Mon Petit è un documentario pensato da Marcel Barrena il quale ha voluto seguire l’avventura di Albert e della sua ragazza Anna partiti da un paese non lontano da Barcellona per arrivare dall’altro capo del mondo, in Nuova Zelanda, intenzionati a visitare un faro e vedere cosa pensa e come vive chi si trova esattamente dalla parte opposta di casa. Il documentario mostra le interviste al padre, alla nonna e alla madre adottiva di Albert, prezioso supporto delle sue avventure on the road, ma anche ai genitori e alle amiche di Anna, i quali contribuiscono a completare il ritratto di uno spirito libero che viaggia su insolite quattro ruote. I filmati famigliari di un’infanzia interrotta bruscamente ci raccontano di un affetto eccezionale e libero/liberatorio tradotto in continui stimoli e in una forza miracolosamente ritrovata e trasmessa ad Albert nella forma di ali per volare.
In 200 giorni e con 20 euro in tasca, Albert ha macinato 30.000 Km accogliendo i passaggi di automobilisti e camionisti, imbarcandosi senza pagare su navi, su autobus e treni dal biglietto pagato da amici di piccoli tragitti. Gioia, meraviglia e gratitudine sono state e sono le amiche fidate di una vita vissuta per strada, liberamente e senza troppi programmi ma soprattutto nella fedeltà a un solo dio, la felicità. Le riprese amatoriali girate da Albert e Anna sono confluite nel documentario rinforzandone l’autenticità e regalandoci un ventaglio di volti amici e ospitali incontrati lungo il cammino, di luoghi lontani, di tradizioni a volte bizzarre. Albert ha un sogno e vive per realizzarlo. Presente in sala, dopo la proiezione, Albert ha donato sorrisi, coraggio, trasmesso voglia di vivere e di vivere assecondando solo la propria natura.

▶ Esercizio scritto
Trascrivi il testo sul documentario Mon Petit a partire dalle parole "Mon Petit è", fermandoti dopo "ali per volare.".

▶ Raccolta di voci
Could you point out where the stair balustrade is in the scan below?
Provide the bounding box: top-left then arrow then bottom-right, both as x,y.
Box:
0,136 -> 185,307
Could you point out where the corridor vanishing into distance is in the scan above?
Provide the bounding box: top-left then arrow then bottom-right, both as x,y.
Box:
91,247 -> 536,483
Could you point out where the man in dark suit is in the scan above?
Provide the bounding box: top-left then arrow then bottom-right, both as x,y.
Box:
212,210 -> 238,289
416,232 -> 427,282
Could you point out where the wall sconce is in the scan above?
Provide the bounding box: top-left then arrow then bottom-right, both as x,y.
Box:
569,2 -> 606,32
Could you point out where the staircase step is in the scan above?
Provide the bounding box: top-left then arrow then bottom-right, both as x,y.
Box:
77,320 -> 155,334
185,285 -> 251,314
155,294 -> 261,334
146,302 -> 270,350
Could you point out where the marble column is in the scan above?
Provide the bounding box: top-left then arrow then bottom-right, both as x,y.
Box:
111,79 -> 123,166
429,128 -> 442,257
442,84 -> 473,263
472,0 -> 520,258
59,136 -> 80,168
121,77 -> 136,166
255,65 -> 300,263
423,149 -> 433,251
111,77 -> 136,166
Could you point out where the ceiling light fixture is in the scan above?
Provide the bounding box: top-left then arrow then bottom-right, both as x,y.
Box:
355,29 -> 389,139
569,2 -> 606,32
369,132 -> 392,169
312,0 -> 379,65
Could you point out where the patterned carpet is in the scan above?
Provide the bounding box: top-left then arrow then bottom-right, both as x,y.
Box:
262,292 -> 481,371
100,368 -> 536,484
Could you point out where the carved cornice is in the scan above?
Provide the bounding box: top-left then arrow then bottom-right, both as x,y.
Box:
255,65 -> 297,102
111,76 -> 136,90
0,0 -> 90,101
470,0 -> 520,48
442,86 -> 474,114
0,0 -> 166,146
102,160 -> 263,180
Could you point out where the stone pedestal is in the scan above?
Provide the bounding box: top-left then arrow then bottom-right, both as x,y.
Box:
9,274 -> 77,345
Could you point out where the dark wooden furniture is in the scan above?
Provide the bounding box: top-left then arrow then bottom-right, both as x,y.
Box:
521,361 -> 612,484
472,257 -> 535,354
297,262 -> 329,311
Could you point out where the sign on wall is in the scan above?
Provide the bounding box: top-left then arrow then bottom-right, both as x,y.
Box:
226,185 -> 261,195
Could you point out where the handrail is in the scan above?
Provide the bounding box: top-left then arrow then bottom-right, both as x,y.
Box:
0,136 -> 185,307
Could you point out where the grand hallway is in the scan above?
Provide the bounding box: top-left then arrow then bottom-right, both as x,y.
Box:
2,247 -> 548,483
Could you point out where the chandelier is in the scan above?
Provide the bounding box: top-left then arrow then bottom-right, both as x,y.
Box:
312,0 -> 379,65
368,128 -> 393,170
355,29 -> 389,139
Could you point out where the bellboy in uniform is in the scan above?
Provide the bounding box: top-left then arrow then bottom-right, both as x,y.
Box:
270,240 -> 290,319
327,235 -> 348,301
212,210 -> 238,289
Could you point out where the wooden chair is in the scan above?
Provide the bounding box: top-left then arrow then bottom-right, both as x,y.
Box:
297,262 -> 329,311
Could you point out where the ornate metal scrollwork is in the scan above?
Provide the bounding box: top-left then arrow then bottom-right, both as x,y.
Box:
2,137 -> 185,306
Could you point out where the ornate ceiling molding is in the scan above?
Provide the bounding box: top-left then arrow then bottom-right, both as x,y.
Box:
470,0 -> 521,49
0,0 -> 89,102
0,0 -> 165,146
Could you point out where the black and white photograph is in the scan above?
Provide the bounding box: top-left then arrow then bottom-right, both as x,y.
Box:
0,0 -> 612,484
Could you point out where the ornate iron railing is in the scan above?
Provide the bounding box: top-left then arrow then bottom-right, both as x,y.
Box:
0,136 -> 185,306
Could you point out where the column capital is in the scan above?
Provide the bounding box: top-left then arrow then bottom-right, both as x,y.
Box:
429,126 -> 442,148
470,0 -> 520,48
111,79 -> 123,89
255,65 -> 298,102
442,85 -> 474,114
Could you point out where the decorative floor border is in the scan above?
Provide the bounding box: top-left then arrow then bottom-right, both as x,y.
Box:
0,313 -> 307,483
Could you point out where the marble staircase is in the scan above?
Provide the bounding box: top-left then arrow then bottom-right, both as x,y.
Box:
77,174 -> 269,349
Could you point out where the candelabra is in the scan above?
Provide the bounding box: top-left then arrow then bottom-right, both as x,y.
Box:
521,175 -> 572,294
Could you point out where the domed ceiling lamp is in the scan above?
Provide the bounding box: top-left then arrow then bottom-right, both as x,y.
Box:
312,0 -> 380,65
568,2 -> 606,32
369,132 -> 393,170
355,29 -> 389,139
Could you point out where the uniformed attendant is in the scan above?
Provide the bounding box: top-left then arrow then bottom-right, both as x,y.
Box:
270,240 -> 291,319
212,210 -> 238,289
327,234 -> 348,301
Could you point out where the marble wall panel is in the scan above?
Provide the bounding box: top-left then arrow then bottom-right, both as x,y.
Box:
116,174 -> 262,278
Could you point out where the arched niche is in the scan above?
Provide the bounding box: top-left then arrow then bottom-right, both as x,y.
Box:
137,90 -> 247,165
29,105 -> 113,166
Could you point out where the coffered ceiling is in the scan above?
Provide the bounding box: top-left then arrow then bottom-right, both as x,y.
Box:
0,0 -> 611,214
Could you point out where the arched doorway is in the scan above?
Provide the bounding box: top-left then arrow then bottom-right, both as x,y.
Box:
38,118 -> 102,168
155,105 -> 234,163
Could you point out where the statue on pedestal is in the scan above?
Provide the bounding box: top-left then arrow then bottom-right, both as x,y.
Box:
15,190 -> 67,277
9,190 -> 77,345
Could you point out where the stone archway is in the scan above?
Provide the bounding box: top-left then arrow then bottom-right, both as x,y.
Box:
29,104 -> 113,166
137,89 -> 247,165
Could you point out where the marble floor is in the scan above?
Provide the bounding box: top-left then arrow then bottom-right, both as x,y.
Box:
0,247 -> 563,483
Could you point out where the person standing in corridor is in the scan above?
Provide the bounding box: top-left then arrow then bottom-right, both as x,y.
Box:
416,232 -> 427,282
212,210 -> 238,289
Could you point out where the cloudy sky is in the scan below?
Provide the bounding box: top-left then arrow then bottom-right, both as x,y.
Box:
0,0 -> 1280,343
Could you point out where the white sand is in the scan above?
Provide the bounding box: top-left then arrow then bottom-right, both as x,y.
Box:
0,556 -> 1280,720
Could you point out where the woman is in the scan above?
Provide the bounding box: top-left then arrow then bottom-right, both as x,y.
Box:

▶ Risposta all'esercizio
Mon Petit è un documentario pensato da Marcel Barrena il quale ha voluto seguire l’avventura di Albert e della sua ragazza Anna partiti da un paese non lontano da Barcellona per arrivare dall’altro capo del mondo, in Nuova Zelanda, intenzionati a visitare un faro e vedere cosa pensa e come vive chi si trova esattamente dalla parte opposta di casa. Il documentario mostra le interviste al padre, alla nonna e alla madre adottiva di Albert, prezioso supporto delle sue avventure on the road, ma anche ai genitori e alle amiche di Anna, i quali contribuiscono a completare il ritratto di uno spirito libero che viaggia su insolite quattro ruote. I filmati famigliari di un’infanzia interrotta bruscamente ci raccontano di un affetto eccezionale e libero/liberatorio tradotto in continui stimoli e in una forza miracolosamente ritrovata e trasmessa ad Albert nella forma di ali per volare.